### [WHAT THE EXERCISE ASKS]
The entries below contain a stretch that opens with the line containing "sample | x=165, y=71" and closes with the line containing "sample | x=264, y=921"; set down that stretch exactly, both ends included, and nothing else.
============================================================
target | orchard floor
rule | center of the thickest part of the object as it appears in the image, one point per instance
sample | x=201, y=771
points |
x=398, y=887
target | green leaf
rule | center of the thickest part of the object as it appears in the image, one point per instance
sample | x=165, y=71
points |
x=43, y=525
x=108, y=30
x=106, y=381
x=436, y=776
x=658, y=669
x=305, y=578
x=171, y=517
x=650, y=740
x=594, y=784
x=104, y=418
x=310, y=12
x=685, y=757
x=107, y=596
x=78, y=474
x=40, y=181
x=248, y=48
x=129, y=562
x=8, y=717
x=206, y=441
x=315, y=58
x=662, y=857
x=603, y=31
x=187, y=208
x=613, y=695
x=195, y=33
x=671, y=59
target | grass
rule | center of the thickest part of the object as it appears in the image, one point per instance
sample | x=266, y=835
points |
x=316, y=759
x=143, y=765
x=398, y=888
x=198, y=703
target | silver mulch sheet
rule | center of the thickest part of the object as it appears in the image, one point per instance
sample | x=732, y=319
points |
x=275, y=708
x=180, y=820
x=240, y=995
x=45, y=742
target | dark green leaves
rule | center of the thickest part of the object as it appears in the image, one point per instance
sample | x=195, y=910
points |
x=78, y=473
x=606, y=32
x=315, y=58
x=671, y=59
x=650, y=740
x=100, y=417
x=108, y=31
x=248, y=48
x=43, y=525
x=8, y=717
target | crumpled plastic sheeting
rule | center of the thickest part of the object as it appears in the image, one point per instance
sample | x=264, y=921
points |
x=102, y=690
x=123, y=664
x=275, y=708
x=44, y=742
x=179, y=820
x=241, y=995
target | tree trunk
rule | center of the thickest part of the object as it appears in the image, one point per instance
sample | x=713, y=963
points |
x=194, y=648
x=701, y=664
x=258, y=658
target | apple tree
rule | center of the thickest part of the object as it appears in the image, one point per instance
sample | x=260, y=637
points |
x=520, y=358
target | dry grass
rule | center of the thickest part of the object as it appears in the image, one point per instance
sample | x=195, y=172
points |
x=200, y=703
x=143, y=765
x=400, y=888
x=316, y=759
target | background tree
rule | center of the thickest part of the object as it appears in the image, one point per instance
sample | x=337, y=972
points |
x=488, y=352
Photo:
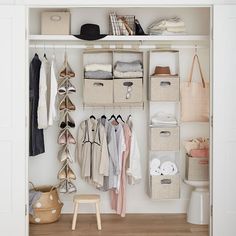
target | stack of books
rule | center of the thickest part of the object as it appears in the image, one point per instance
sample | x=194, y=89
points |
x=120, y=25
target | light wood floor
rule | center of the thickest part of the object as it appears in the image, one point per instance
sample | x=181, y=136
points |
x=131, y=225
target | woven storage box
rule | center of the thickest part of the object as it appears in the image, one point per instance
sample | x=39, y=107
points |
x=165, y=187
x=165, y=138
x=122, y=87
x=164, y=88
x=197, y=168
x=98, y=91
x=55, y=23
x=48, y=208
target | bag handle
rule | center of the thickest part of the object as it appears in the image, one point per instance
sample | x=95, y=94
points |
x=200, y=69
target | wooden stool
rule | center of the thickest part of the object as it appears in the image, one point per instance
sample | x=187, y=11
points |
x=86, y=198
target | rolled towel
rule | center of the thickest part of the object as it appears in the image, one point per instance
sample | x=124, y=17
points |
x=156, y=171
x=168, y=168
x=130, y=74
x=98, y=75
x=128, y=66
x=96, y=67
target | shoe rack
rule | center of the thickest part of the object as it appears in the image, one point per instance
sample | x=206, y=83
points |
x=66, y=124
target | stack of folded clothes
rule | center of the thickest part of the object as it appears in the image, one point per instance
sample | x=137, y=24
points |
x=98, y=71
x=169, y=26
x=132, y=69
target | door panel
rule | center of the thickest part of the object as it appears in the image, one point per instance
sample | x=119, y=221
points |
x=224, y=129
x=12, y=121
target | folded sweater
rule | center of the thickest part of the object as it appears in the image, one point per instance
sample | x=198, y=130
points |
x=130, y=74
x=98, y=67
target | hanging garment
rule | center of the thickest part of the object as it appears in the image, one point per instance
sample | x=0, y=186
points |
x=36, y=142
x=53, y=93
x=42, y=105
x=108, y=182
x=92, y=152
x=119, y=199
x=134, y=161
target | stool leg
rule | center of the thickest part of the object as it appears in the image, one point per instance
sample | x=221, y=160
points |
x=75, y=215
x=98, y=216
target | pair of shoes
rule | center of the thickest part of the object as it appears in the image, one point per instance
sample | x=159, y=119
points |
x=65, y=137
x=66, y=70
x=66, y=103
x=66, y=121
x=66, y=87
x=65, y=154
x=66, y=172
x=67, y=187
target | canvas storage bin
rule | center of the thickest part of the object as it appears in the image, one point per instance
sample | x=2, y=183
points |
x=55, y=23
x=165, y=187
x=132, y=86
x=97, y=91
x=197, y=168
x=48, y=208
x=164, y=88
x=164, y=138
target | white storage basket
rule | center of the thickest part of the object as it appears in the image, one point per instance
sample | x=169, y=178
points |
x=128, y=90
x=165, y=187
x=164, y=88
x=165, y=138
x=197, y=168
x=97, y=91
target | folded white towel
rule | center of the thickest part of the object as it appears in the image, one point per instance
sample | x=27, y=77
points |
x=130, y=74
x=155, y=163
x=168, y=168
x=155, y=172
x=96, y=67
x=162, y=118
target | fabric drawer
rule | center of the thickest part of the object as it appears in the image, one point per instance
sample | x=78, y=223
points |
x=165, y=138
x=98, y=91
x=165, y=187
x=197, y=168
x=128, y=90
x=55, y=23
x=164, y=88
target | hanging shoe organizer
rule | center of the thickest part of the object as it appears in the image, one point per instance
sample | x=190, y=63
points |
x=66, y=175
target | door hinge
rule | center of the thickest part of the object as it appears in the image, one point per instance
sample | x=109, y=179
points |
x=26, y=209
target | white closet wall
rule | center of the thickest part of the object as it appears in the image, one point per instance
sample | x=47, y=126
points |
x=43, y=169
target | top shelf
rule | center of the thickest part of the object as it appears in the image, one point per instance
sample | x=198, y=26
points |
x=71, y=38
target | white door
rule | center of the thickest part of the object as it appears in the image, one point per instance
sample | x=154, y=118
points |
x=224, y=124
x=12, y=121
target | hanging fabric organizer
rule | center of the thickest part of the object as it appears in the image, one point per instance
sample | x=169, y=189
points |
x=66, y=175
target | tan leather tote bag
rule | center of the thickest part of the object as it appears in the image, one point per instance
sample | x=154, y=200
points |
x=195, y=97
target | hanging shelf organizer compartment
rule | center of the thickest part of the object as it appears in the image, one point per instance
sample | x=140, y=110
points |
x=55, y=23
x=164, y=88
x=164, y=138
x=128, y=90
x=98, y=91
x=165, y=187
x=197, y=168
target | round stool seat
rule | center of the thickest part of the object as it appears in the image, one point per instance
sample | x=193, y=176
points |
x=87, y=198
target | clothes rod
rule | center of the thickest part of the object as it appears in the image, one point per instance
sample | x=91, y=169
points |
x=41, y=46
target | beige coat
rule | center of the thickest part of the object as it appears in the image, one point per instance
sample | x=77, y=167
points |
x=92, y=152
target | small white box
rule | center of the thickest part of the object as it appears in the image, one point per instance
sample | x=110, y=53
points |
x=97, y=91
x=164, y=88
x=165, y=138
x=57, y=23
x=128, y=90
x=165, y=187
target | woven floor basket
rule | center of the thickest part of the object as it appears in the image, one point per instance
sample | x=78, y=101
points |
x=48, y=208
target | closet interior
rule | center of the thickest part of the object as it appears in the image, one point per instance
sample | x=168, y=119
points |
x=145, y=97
============================================================
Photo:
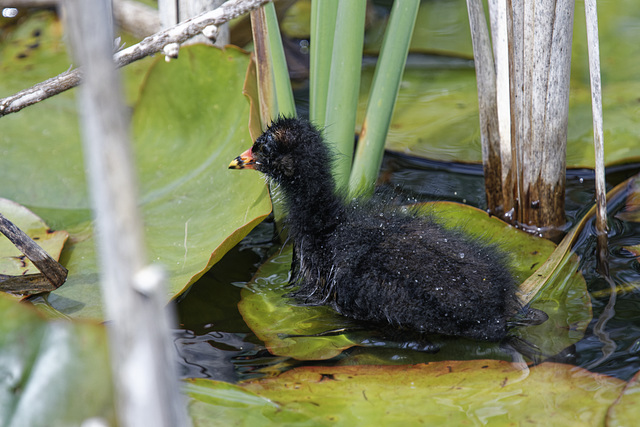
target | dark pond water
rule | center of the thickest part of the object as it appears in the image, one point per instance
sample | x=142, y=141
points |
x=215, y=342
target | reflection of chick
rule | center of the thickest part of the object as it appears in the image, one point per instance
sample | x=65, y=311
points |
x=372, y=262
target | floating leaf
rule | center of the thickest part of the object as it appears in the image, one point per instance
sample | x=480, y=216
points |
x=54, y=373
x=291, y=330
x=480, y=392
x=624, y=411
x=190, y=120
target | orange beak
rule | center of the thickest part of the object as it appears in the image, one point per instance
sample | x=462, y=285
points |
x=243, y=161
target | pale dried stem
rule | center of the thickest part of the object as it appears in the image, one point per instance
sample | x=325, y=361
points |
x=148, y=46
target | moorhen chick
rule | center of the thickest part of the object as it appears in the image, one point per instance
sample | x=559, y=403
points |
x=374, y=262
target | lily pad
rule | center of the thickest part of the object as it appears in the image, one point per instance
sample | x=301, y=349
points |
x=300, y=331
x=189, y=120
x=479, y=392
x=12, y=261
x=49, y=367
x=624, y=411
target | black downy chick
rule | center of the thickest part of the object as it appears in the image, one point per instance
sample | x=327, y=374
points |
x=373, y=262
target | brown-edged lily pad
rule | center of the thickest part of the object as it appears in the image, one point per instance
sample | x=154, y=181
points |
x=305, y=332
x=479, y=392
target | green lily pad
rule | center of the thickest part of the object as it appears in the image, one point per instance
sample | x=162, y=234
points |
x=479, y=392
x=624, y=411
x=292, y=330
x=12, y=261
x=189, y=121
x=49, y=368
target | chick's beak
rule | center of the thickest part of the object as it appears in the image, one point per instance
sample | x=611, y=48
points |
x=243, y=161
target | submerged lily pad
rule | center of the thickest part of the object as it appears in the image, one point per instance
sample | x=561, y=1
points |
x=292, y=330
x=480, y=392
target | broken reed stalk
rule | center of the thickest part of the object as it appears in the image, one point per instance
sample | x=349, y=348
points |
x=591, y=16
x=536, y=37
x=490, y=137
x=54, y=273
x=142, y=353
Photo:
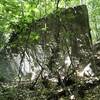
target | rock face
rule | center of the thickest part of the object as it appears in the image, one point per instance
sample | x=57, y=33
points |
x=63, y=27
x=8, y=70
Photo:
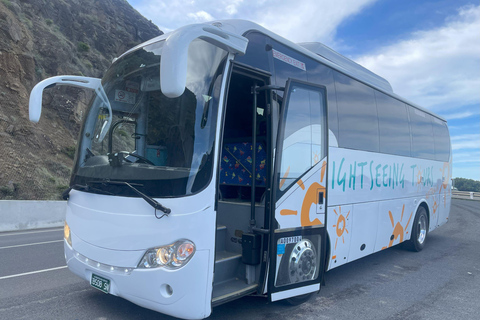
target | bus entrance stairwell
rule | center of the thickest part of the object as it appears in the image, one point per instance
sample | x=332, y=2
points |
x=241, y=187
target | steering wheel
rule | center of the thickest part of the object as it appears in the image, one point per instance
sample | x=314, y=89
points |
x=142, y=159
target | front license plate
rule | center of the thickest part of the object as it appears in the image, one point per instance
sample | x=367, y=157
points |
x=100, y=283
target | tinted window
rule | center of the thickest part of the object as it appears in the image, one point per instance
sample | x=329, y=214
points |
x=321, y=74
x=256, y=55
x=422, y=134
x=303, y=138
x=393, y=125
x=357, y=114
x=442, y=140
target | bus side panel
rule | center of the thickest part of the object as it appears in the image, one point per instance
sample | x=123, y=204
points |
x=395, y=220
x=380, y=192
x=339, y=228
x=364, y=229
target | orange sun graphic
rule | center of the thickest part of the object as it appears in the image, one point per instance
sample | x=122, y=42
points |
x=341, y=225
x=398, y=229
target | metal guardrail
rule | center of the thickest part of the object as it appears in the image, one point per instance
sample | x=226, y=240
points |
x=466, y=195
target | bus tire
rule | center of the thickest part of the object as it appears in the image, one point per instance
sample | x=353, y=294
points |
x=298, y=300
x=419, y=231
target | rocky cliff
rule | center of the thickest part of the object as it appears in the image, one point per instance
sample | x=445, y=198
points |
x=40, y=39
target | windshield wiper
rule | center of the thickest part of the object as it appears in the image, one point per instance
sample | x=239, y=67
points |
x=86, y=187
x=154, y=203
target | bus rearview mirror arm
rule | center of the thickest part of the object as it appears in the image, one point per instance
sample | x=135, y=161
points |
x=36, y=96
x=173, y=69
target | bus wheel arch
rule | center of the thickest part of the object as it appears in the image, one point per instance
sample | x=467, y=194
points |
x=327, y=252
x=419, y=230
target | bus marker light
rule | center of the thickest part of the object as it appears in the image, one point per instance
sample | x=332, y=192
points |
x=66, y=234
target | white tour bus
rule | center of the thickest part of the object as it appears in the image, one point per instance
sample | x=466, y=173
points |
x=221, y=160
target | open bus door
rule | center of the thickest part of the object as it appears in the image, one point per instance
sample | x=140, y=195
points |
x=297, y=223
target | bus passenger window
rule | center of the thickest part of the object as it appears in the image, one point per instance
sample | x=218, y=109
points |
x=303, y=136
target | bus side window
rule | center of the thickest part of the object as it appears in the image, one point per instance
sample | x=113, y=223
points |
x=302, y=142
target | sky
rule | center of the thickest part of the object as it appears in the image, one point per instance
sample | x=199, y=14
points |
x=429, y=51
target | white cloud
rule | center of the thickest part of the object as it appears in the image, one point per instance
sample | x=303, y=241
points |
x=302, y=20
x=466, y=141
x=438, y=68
============================================================
### [RESPONSE TO THE TASK]
sample | x=165, y=71
points |
x=43, y=525
x=108, y=30
x=106, y=381
x=436, y=776
x=658, y=669
x=305, y=578
x=171, y=517
x=650, y=740
x=594, y=784
x=104, y=418
x=310, y=12
x=685, y=757
x=107, y=596
x=78, y=474
x=40, y=181
x=248, y=48
x=129, y=562
x=8, y=717
x=206, y=441
x=315, y=58
x=662, y=857
x=603, y=31
x=187, y=208
x=613, y=695
x=195, y=33
x=671, y=59
target | grass
rule | center of the thickest part of the object as it appears in the image, one point per instance
sample | x=266, y=835
points |
x=316, y=759
x=143, y=765
x=398, y=888
x=198, y=703
target | silver mulch sheet
rule | center of the thickest part of the object as it appears in the image, one point per instance
sample | x=732, y=319
points |
x=275, y=708
x=180, y=820
x=240, y=995
x=45, y=742
target | dark green leaves
rule | center of the thickest part of the object as it appears in the image, one point per instance
sample | x=195, y=910
points |
x=78, y=473
x=606, y=32
x=315, y=58
x=671, y=59
x=650, y=740
x=100, y=417
x=108, y=31
x=248, y=48
x=43, y=525
x=8, y=717
target | crumpled plastic sheeting
rule | center of the thickest part of the object as it appears in the image, one point per instance
sample | x=264, y=921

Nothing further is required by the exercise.